#### [What is asked]
Render all of the material below as a JSON list of strings, one string per line, leaving out blank lines and any picture.
──────── The input ────────
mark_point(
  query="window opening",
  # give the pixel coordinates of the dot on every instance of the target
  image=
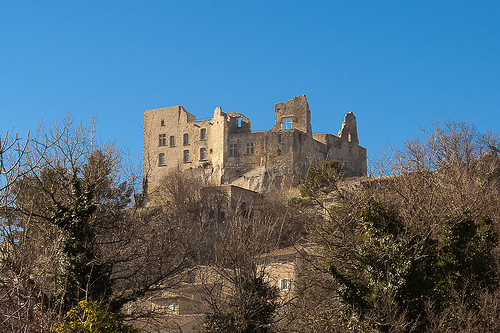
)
(233, 150)
(162, 140)
(250, 148)
(287, 123)
(161, 159)
(284, 284)
(171, 306)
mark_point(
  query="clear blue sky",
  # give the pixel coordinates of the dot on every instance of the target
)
(392, 63)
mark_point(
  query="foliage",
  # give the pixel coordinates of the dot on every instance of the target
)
(413, 269)
(251, 311)
(92, 317)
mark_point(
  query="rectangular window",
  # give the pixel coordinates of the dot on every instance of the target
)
(162, 140)
(287, 123)
(233, 150)
(161, 159)
(284, 284)
(171, 306)
(250, 148)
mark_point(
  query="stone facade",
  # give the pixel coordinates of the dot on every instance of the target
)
(224, 149)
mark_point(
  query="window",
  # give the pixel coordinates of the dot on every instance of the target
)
(162, 140)
(286, 123)
(233, 150)
(161, 159)
(250, 148)
(171, 306)
(284, 284)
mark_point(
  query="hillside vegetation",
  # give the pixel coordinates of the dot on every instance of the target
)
(413, 251)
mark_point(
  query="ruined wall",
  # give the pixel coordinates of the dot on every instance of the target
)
(223, 149)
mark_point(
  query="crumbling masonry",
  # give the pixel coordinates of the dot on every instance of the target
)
(226, 151)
────────
#### [Result of the task]
[
  "mark_point(",
  "  query=\"window opening\",",
  "  # give the pixel coordinates of the dot on every instance of the target",
  "  image=",
  ")",
  "(233, 150)",
  "(162, 140)",
  "(250, 148)",
  "(287, 123)",
  "(161, 159)",
  "(284, 284)",
  "(171, 306)",
  "mark_point(",
  "  query=\"clear blue sky\",",
  "  # give the pixel coordinates of the dot on every instance of the target",
  ")",
  "(392, 63)",
  "mark_point(",
  "  query=\"foliage\",",
  "  # give the pixel coordinates of the dot on every instance of the target",
  ")",
  "(413, 269)",
  "(251, 311)",
  "(92, 317)",
  "mark_point(",
  "  query=\"rectangular window\",",
  "  # give the pixel coordinates of the dot on every instance of the target",
  ")",
  "(162, 140)",
  "(287, 123)",
  "(233, 150)",
  "(161, 159)",
  "(284, 284)",
  "(171, 306)",
  "(250, 148)",
  "mark_point(",
  "  query=\"stone facade\",",
  "  # give the pixel coordinates of the dot on every instance of the target",
  ")",
  "(224, 149)",
  "mark_point(",
  "  query=\"window\",",
  "  # give the pixel coordinates of the dot on every instance of the target",
  ")",
  "(162, 140)",
  "(286, 123)",
  "(233, 150)",
  "(161, 159)",
  "(250, 148)",
  "(171, 306)",
  "(284, 284)",
  "mark_point(",
  "  query=\"hillside vegetation\",",
  "  # give the pixel coordinates of the dot on every instance of the target",
  ")",
  "(413, 251)",
  "mark_point(",
  "  query=\"ruined wall\",",
  "  # give the pixel coordinates of the dot on every instance of the target",
  ")",
  "(223, 149)",
  "mark_point(",
  "  query=\"crumbling masonry\",",
  "  # give the pixel coordinates of the dot on every instance of the target",
  ")",
  "(226, 151)"
]